>> Begin INPUT RECORDS

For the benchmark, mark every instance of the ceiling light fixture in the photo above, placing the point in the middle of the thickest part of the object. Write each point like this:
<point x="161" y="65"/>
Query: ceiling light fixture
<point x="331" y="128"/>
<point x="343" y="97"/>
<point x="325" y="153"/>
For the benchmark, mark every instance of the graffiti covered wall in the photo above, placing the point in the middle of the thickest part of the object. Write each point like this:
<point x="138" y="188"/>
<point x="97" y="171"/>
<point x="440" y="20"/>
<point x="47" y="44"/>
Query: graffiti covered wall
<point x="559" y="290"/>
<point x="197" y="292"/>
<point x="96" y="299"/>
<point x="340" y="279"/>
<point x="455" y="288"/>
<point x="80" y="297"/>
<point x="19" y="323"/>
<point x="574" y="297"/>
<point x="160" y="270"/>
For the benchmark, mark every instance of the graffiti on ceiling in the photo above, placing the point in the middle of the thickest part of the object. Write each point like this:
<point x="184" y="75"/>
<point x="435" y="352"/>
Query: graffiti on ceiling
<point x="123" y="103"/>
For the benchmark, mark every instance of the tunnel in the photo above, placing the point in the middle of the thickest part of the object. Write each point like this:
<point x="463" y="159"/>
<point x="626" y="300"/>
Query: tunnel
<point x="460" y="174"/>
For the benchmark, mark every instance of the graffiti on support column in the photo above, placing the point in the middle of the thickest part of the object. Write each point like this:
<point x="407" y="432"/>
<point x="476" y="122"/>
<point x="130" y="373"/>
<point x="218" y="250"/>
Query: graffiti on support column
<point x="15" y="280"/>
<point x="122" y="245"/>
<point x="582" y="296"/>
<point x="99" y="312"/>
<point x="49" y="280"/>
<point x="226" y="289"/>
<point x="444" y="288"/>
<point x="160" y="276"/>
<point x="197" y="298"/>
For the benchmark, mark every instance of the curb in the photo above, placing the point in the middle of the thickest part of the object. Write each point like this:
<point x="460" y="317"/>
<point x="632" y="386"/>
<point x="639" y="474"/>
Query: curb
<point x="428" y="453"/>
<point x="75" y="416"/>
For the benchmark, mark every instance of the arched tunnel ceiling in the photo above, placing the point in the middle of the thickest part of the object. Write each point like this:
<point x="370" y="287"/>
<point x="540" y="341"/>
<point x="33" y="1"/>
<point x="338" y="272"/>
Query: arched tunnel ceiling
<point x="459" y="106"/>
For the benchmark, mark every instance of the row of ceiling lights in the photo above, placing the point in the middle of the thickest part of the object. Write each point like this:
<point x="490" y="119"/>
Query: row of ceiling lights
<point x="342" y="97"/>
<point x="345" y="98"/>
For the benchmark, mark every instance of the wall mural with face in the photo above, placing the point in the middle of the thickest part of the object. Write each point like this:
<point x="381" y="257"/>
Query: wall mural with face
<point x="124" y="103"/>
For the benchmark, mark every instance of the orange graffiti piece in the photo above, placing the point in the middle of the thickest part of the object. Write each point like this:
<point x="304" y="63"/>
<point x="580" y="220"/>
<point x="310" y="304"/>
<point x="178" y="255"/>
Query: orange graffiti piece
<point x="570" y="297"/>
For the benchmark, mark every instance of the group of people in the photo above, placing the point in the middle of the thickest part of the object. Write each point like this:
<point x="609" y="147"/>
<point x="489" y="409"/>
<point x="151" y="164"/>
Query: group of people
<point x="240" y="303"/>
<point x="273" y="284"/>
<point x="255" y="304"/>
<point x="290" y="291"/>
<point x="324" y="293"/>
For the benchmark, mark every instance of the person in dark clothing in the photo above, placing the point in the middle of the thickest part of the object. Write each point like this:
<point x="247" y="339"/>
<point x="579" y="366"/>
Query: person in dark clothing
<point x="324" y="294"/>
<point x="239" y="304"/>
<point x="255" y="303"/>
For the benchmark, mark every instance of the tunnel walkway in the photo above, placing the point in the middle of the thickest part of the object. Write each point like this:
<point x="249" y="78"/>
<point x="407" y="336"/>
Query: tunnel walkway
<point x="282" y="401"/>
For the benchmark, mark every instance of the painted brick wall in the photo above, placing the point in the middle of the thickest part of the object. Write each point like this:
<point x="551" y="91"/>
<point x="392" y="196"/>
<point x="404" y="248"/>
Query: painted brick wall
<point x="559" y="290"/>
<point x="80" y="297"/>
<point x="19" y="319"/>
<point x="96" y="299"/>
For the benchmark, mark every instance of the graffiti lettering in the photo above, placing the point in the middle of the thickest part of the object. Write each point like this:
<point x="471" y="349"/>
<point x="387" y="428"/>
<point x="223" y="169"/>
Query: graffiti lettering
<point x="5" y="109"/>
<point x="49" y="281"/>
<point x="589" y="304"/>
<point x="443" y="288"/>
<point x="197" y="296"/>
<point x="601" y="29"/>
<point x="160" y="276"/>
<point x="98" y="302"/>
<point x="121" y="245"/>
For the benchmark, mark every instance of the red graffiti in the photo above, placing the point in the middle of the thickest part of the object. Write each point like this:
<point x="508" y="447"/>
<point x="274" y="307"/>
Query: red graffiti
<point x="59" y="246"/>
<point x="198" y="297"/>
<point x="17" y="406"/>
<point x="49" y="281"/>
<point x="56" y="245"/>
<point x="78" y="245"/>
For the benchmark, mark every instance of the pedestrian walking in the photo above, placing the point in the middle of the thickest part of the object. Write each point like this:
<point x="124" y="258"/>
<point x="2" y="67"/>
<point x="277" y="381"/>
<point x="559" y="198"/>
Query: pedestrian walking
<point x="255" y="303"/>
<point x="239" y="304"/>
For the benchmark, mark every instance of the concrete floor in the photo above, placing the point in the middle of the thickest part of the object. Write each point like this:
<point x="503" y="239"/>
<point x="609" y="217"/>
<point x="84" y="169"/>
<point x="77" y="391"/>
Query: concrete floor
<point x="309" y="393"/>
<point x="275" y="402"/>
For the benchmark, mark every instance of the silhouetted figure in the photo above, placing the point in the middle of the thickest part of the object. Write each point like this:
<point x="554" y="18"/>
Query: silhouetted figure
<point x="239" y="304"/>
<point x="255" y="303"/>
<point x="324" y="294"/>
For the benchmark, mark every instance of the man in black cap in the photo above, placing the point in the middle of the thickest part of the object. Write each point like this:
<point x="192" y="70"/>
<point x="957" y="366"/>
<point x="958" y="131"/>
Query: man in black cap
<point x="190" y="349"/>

>> End INPUT RECORDS

→ GOAL
Type out all of the material again, word for word.

→ WRITTEN SOLUTION
For the benchmark, mark every instance of the ceiling light fixture in the photo above, placing the point in the middle of the thickest part of the object. Write each point like this:
<point x="161" y="65"/>
Query: ceiling light fixture
<point x="331" y="128"/>
<point x="343" y="97"/>
<point x="325" y="153"/>
For the benchmark, mark every instance of the graffiti covered wall in the photo above, placing the point in the middle of the thickest part of the object. Write each point like this:
<point x="138" y="188"/>
<point x="97" y="171"/>
<point x="440" y="20"/>
<point x="47" y="44"/>
Query: graffiti covered wall
<point x="559" y="290"/>
<point x="197" y="292"/>
<point x="96" y="299"/>
<point x="340" y="279"/>
<point x="455" y="288"/>
<point x="80" y="297"/>
<point x="19" y="323"/>
<point x="574" y="297"/>
<point x="160" y="270"/>
For the benchmark, mark every instance of the graffiti on ceiling in the photo above, placing the point in the middle of the thickest part of the object. Write each point like this:
<point x="184" y="75"/>
<point x="435" y="352"/>
Query: graffiti on ceiling
<point x="123" y="103"/>
For the benchmark, mark every instance of the tunnel in the photo above, placing the point in the middle of the thickest part of the object. Write each point like this:
<point x="463" y="159"/>
<point x="626" y="300"/>
Query: tunnel
<point x="460" y="174"/>
For the benchmark, mark every instance of the graffiti on support column in the photo above, placing the point in the middle of the thickest part of the object. Write each point like this:
<point x="407" y="432"/>
<point x="476" y="122"/>
<point x="130" y="373"/>
<point x="218" y="250"/>
Query: graffiti on support column
<point x="15" y="280"/>
<point x="122" y="245"/>
<point x="582" y="296"/>
<point x="99" y="312"/>
<point x="49" y="280"/>
<point x="226" y="289"/>
<point x="444" y="288"/>
<point x="160" y="276"/>
<point x="197" y="298"/>
For the benchmark, mark every instance of the curb in the photo above, placing the point in the middle of the thickest part of the object. Write each point like this:
<point x="460" y="317"/>
<point x="632" y="386"/>
<point x="639" y="474"/>
Query: curb
<point x="428" y="453"/>
<point x="75" y="416"/>
For the benchmark, mark every instance of the arched tunnel ceiling in the photo above, placing the point in the middle of the thickest part of the object. Write each point like this:
<point x="370" y="287"/>
<point x="540" y="341"/>
<point x="33" y="1"/>
<point x="338" y="272"/>
Query: arched tunnel ceiling
<point x="459" y="106"/>
For the benchmark, mark every instance of the row of ceiling lights in the photo above, placing the point in the middle of the thickest part of the object. Write each point like this:
<point x="490" y="119"/>
Query: row of ceiling lights
<point x="342" y="97"/>
<point x="345" y="98"/>
For the benchmark, mark every instance of the wall mural with face in the photo above, placing the point in the middle of the thickest part of the object. Write each point like this:
<point x="381" y="257"/>
Query: wall mural with face
<point x="124" y="103"/>
For the benchmark, mark every instance of the orange graffiti piece in the photo above, placing the point in the middle of the thickest part of the object. Write each point like this:
<point x="304" y="63"/>
<point x="580" y="220"/>
<point x="310" y="304"/>
<point x="178" y="255"/>
Query: orange graffiti piece
<point x="570" y="297"/>
For the benchmark, mark every instance of the group of people in the photo above, placing the point in the middle of the thickest part of the object. Write each point like this:
<point x="609" y="147"/>
<point x="489" y="409"/>
<point x="151" y="164"/>
Query: group of people
<point x="240" y="303"/>
<point x="273" y="284"/>
<point x="255" y="304"/>
<point x="290" y="291"/>
<point x="324" y="293"/>
For the benchmark, mark every instance of the person in dark clothing in the photo above, placing the point in the middle of the thickest part of the object. Write each point like this:
<point x="247" y="339"/>
<point x="579" y="366"/>
Query: person in dark clothing
<point x="324" y="294"/>
<point x="239" y="304"/>
<point x="255" y="303"/>
For the benchmark, mark every instance of the tunnel walkway in the photo above, placing the point in the middle of the thickest part of the object. Write each point like this:
<point x="249" y="78"/>
<point x="407" y="336"/>
Query: tunnel walkway
<point x="282" y="401"/>
For the benchmark, mark every instance of the painted brick wall in the photo above, placing the point in the middle of the thickest part of the object. Write each point like this:
<point x="551" y="91"/>
<point x="392" y="196"/>
<point x="404" y="248"/>
Query: painted brick wall
<point x="559" y="290"/>
<point x="80" y="297"/>
<point x="19" y="319"/>
<point x="96" y="299"/>
For the benchmark, mark every instance of the graffiti lettering in the photo above, placing the point in the middle of the thickest part of the object. Write each point like this:
<point x="471" y="349"/>
<point x="387" y="428"/>
<point x="223" y="169"/>
Query: graffiti lettering
<point x="5" y="109"/>
<point x="49" y="281"/>
<point x="589" y="304"/>
<point x="443" y="288"/>
<point x="197" y="296"/>
<point x="601" y="29"/>
<point x="160" y="276"/>
<point x="98" y="302"/>
<point x="121" y="245"/>
For the benchmark, mark every instance of the red graffiti in the photo above, placing the point in the middle of the thickest part of the object. Write each point like this:
<point x="508" y="447"/>
<point x="274" y="307"/>
Query: red graffiti
<point x="59" y="246"/>
<point x="198" y="297"/>
<point x="17" y="406"/>
<point x="49" y="281"/>
<point x="56" y="245"/>
<point x="78" y="245"/>
For the benchmark, mark every instance of the pedestrian walking in the photo above, placing the point in the middle of the thickest part of the object. Write each point like this:
<point x="124" y="258"/>
<point x="2" y="67"/>
<point x="277" y="381"/>
<point x="559" y="198"/>
Query: pedestrian walking
<point x="255" y="303"/>
<point x="239" y="304"/>
For the benchmark, mark every instance of the concrete floor in the photo above, placing the point in the middle of the thickest part of the object. Write each point like this:
<point x="503" y="239"/>
<point x="609" y="217"/>
<point x="84" y="169"/>
<point x="77" y="391"/>
Query: concrete floor
<point x="309" y="393"/>
<point x="275" y="402"/>
For the benchmark, mark every instance of the silhouetted figure in the photo above, placing the point in the middle of the thickest part of the object. Write each point like this:
<point x="554" y="18"/>
Query: silhouetted figure
<point x="239" y="304"/>
<point x="255" y="303"/>
<point x="324" y="294"/>
For the benchmark, mark every instance of the man in black cap in the photo above, placing the point in the middle of the thickest part of the object. Write each point like this:
<point x="192" y="70"/>
<point x="957" y="366"/>
<point x="958" y="131"/>
Query: man in black cap
<point x="190" y="349"/>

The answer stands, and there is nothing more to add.